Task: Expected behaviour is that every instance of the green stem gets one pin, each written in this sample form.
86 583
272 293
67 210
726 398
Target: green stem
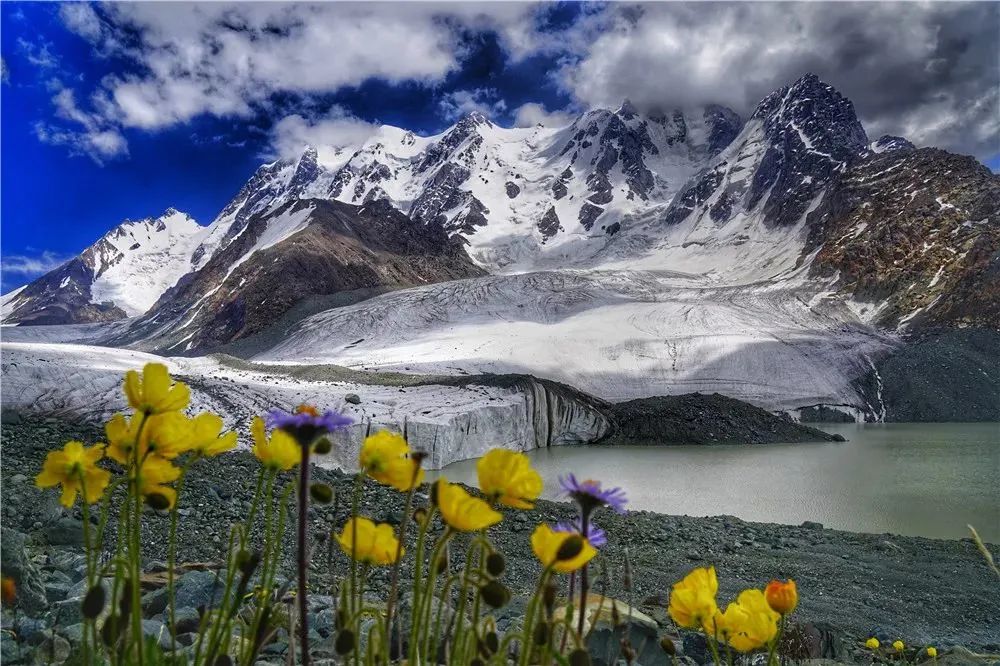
529 620
396 565
425 610
415 604
172 557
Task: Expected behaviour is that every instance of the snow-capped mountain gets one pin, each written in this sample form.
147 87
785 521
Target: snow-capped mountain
121 275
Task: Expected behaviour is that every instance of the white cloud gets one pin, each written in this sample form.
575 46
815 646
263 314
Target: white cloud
926 70
25 265
486 101
532 113
336 129
91 135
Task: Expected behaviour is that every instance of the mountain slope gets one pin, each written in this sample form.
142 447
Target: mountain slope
303 247
913 239
120 275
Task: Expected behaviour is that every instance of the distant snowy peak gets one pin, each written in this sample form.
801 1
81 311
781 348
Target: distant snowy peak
121 275
887 143
798 140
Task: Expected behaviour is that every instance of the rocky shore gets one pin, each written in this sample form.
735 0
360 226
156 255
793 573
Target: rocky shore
852 586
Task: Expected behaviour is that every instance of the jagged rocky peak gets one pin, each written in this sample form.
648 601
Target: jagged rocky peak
888 143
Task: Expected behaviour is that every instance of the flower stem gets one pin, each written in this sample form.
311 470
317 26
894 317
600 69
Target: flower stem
394 583
303 558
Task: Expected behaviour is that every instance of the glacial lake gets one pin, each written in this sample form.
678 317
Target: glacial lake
917 479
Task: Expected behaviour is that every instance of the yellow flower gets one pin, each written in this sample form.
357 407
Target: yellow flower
507 477
154 392
461 510
385 456
75 467
205 438
167 435
375 544
155 473
546 544
692 600
782 597
280 452
749 623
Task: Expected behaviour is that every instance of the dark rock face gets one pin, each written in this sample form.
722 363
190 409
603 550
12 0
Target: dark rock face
549 224
887 143
697 418
61 296
944 375
810 135
917 233
724 126
341 248
814 133
589 214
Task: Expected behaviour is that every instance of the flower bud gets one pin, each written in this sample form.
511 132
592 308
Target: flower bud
321 493
93 602
345 642
495 564
549 597
541 634
158 501
490 643
495 594
570 548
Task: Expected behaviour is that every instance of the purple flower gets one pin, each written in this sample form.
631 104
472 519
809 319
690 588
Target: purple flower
589 494
306 423
595 535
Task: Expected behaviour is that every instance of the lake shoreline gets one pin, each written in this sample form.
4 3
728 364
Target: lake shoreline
925 591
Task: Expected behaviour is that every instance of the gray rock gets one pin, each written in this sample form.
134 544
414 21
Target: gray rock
64 532
14 559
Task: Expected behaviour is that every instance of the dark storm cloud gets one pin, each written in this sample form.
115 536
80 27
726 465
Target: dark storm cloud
928 71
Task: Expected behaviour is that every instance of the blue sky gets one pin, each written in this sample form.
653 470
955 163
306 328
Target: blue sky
120 111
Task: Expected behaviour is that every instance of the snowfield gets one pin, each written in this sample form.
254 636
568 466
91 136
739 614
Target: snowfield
449 422
616 334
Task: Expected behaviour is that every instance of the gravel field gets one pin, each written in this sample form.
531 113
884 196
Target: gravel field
924 591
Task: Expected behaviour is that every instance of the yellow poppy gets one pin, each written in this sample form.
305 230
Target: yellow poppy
279 452
374 544
749 623
155 473
155 392
205 437
75 467
782 597
507 477
461 510
385 456
167 435
546 544
692 600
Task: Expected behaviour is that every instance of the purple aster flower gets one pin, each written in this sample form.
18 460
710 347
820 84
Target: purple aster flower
595 535
589 494
306 423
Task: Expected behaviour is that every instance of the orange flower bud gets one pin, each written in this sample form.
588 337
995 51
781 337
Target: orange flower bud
782 597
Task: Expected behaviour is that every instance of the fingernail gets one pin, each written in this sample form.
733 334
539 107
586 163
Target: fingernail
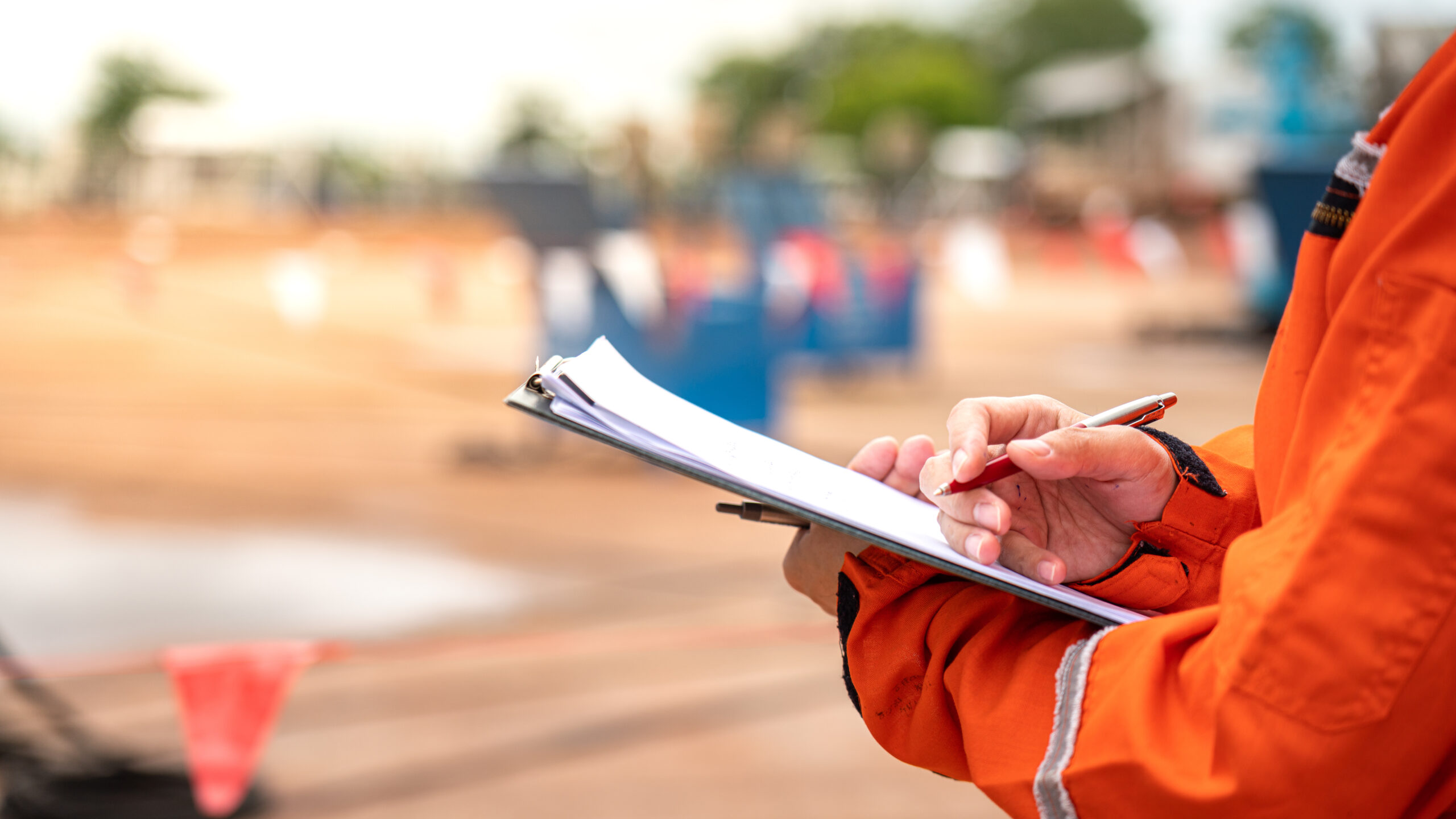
1046 570
987 515
1036 446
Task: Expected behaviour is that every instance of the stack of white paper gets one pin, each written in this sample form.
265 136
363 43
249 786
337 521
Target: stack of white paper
601 391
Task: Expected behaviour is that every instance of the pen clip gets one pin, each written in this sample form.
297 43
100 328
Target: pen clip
1151 416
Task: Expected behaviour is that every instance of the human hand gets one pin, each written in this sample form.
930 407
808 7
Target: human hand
1068 516
813 561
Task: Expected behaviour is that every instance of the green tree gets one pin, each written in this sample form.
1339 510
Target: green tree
124 85
747 89
537 135
1025 35
872 69
842 78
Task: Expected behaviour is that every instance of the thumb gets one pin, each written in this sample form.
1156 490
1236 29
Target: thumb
1103 454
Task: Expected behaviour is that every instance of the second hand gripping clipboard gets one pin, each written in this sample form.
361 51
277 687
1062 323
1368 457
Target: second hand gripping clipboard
535 398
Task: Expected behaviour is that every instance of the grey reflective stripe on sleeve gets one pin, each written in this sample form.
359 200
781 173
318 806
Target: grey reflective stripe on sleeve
1053 800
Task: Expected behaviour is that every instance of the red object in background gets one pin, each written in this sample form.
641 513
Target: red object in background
888 266
1062 254
828 286
1110 241
229 698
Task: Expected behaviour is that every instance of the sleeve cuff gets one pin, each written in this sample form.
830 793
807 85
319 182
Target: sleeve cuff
1176 563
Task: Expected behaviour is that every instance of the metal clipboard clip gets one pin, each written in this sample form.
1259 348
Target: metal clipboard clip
535 382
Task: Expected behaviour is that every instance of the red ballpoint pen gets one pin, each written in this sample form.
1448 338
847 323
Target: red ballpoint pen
1130 414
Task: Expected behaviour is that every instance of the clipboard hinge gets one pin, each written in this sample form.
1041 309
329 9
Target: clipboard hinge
536 385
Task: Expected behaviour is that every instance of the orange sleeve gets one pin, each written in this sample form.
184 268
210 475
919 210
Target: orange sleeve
951 675
1176 563
1320 682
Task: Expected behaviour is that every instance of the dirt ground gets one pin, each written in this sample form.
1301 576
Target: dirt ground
667 671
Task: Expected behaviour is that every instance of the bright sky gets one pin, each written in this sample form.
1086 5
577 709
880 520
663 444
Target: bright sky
436 75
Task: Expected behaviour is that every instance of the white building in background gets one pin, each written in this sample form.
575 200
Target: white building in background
196 165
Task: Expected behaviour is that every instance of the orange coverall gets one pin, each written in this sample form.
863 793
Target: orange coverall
1308 665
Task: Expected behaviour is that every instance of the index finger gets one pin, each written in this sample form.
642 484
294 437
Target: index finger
978 423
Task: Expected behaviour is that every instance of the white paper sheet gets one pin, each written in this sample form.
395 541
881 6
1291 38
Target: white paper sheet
627 406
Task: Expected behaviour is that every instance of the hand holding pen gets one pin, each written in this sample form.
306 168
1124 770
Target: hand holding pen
1087 481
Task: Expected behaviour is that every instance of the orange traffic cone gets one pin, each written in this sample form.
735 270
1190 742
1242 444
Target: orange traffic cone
229 698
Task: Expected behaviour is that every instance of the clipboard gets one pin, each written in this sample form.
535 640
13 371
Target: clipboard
535 398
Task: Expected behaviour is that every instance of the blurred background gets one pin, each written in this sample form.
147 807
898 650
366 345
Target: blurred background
267 274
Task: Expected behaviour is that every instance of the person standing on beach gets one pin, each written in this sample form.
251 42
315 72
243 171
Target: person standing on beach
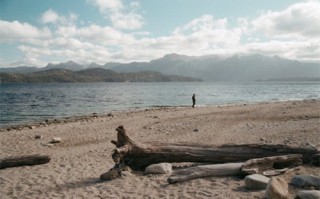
193 100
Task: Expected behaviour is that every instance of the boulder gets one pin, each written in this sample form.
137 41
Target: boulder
308 194
306 181
160 168
256 181
277 189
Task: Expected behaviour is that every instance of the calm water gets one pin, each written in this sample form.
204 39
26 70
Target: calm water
23 103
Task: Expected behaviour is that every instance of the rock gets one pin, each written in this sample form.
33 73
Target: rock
161 168
32 127
55 140
127 168
310 194
306 181
38 136
256 181
125 173
315 161
277 189
110 175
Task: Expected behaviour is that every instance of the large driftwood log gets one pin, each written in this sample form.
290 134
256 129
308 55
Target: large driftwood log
27 160
228 169
271 165
138 155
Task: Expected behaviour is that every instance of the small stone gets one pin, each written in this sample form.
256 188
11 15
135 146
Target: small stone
306 181
161 168
110 175
277 189
110 115
313 194
38 136
256 181
125 173
55 140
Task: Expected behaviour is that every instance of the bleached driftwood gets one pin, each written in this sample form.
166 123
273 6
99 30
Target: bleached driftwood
228 169
271 165
27 160
140 155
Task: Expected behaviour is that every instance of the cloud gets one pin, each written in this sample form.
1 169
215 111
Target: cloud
51 16
290 33
122 17
298 20
16 31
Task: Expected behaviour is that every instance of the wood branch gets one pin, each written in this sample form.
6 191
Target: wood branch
271 165
228 169
138 156
28 160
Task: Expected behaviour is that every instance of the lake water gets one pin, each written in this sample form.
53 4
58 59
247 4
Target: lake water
23 103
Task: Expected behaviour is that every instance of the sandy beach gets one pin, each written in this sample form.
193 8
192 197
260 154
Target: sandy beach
85 149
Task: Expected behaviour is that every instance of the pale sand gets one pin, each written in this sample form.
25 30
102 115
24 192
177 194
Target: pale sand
85 150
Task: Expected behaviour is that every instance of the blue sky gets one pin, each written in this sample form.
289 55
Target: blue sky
38 32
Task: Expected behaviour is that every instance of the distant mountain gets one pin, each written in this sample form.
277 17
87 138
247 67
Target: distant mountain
89 75
209 68
70 65
235 68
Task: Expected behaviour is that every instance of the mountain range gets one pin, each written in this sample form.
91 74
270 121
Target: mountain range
209 68
89 75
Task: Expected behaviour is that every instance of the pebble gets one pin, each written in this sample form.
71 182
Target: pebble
306 181
160 168
56 140
277 189
256 181
309 194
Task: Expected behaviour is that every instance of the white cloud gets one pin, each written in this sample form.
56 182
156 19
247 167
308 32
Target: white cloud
107 5
16 31
122 17
51 16
298 20
291 33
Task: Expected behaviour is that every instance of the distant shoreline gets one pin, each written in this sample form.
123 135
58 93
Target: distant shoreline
88 117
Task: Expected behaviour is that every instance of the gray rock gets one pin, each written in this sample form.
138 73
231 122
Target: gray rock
110 175
125 173
56 140
256 182
161 168
310 194
277 189
38 136
306 181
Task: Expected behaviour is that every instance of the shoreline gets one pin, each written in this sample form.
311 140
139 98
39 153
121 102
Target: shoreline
86 117
84 152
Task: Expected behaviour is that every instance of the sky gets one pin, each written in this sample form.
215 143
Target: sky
38 32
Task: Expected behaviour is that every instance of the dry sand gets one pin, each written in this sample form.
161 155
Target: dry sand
85 150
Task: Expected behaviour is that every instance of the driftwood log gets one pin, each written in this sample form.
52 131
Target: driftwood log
228 169
27 160
140 155
268 166
271 165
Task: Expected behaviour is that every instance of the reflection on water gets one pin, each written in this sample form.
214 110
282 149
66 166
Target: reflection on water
20 103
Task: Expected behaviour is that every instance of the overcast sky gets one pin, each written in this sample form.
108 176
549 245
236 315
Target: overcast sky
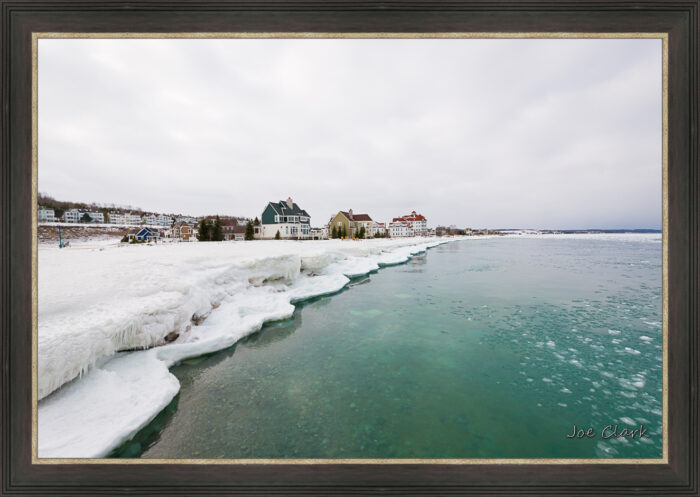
┄┄┄┄┄┄
What is expected:
Keep only the lines of the items above that contain the string "glacial", and copy each one in full. Case counts.

Correct answer:
Task: Expected behaviour is that every instance of the glacial lake gets one pin, each written in this sample form.
Target: glacial lake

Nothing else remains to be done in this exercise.